_Work required_:
Reproduce this listing in full.

▼

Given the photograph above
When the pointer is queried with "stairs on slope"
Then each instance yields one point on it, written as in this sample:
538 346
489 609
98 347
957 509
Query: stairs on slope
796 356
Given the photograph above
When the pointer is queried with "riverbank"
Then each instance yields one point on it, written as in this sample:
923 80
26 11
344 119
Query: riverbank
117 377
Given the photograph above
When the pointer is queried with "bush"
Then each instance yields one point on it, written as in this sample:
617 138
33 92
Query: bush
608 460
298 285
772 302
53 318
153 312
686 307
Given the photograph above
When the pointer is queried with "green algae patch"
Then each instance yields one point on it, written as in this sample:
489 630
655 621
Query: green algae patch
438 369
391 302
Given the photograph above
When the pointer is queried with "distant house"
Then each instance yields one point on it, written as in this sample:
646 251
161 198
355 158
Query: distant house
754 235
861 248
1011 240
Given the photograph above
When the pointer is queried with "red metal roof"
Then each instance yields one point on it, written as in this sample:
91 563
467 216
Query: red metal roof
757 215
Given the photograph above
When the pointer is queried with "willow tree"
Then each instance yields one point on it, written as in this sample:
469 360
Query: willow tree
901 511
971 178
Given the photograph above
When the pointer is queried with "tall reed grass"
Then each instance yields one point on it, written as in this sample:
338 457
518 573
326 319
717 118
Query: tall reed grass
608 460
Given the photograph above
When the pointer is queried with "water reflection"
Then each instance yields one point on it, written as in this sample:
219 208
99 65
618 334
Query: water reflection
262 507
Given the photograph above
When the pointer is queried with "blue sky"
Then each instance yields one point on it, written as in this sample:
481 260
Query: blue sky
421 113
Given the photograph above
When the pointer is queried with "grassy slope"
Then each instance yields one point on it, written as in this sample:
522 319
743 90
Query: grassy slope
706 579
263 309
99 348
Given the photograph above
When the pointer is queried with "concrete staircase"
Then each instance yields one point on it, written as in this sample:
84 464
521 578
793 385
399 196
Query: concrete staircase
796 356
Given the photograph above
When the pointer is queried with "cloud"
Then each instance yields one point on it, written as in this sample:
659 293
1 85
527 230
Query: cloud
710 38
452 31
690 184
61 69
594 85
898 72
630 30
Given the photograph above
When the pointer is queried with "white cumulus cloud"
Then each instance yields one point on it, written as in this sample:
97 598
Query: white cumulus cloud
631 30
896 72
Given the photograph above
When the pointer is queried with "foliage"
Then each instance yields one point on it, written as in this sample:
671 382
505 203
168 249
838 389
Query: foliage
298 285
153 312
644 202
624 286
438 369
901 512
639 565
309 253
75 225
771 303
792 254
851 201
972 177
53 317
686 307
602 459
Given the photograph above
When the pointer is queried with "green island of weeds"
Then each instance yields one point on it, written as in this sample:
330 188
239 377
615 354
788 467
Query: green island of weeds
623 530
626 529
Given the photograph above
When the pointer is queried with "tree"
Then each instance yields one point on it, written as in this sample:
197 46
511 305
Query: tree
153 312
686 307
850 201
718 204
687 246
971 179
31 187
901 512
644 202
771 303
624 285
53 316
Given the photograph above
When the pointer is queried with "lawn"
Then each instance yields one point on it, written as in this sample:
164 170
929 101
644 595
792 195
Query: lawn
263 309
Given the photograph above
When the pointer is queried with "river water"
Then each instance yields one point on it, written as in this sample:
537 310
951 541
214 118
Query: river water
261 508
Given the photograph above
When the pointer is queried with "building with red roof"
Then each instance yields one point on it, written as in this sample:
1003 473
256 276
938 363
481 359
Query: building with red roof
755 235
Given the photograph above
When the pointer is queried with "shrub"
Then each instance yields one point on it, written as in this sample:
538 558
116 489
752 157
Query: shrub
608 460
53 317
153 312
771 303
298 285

▲

_Final answer_:
Given the photograph above
When the pointer is queried with "stairs on slope"
Then each instance yields one point on it, written as in this sample:
538 346
489 609
98 347
957 509
Query: stairs on slope
796 356
Given the photograph above
When the pointer is queried with "riverbank"
Then each instance yields one point on it, written as in this sample:
923 80
26 11
344 119
Query: riverbank
117 377
Given the photograph above
When the pointer is queried with "bush"
Then each instance yields one point on it, written as in this sample:
617 138
33 92
Query: bush
608 460
298 285
772 302
53 318
153 312
686 307
Given the photograph above
When the pointer is queried with "green algae patch"
Then each instance yields one point on it, written as in this sample:
489 630
655 621
Query: green algae patch
438 369
391 302
Given the photograph above
When the pointer is queried with "distant house"
Then each instance yields one point on it, written as in this sample:
646 251
161 198
355 158
Query: distant house
754 235
861 248
1011 240
Given the photograph above
When the pointer is queried with "red metal roof"
Then each instance yields one point on it, written as in this sample:
91 563
467 216
Query: red metal roof
757 215
Given the photograph above
When the pointer is queried with "willow tree"
Then each instance yields one point on it, written as in this sample:
469 360
Query: willow tree
901 511
971 178
Given the photograph above
When the pointer is queried with "tall reed grass"
Then each instance yields one point on it, written as in this sample:
338 457
518 573
326 319
717 118
Query: tall reed grass
608 460
Given the photograph above
When the pointer is queried with "water reflection"
Then each instance yields one point on it, written as in this sample:
219 208
99 65
618 334
Query: water reflection
262 507
Given the photograph above
When the pointer is queried with "blue sky"
Then each instance yields one point on it, written as in this sample:
481 260
Query: blue sky
421 113
Given the photograph above
When the pointer is queried with "grassy slope"
Then each instance yields one point on it, written as in this sample:
522 319
743 90
Query: grassy slope
706 579
263 309
99 348
Given the photograph above
When the pointer is queried with "concrete staircase"
Then each instance yields one point on it, written as in this sample:
84 464
521 578
793 385
399 196
Query: concrete staircase
796 356
Given the photograph above
When the pointer is queried with "cloud"
Then each instance yields one point on it, written as in this sample:
659 293
1 85
527 230
Query: cloud
710 38
452 31
690 184
61 69
594 85
898 72
630 30
Given the photograph above
When the pointer is queried with "white cumulus cloud"
Then each instance yields one point on it, written as in this sample:
97 598
Query: white cumulus cloud
631 30
896 72
Given the photograph above
When the pointer is queried with "foliage"
Then each instance yields one point on it, written as in this sample:
671 382
505 203
168 249
838 389
Query: foliage
298 285
153 312
644 202
624 286
438 369
901 512
639 565
309 253
75 225
771 303
792 254
851 201
972 177
53 317
686 307
602 459
Given the photograph above
When the pointer is queried with "green island of weeds"
Then each instance yields one point on it, written as in this sample:
330 188
239 377
615 354
788 467
Query: green island of weeds
623 530
626 529
Given the photograph above
When the pointer is queried with "tree"
Then each instance yields one point on it, written as in this sample:
197 46
511 305
Query: tree
153 312
686 307
850 201
718 204
687 246
971 179
31 187
901 512
644 202
771 303
624 285
53 316
Given the photograph above
When the pointer is queried with "lawn"
Then each instance yields one point on it, written as in this sample:
164 170
929 101
644 595
792 195
Query: lawn
263 309
Given the photograph above
When the pointer is queried with "river water"
Then each instance yields one point on it, written as in this sample:
537 310
951 541
214 118
Query: river water
261 508
Given the photograph above
When the pointer is queried with "building with red roof"
Then each instance yields one point on it, written as in this sample:
1003 473
256 276
938 363
481 359
Query: building with red roof
755 235
Given the photograph above
When the pointer is queried with "shrub"
Then each instance yields one point on it, written as in this sample:
538 558
116 489
752 157
Query: shrub
608 460
53 317
153 312
771 303
298 285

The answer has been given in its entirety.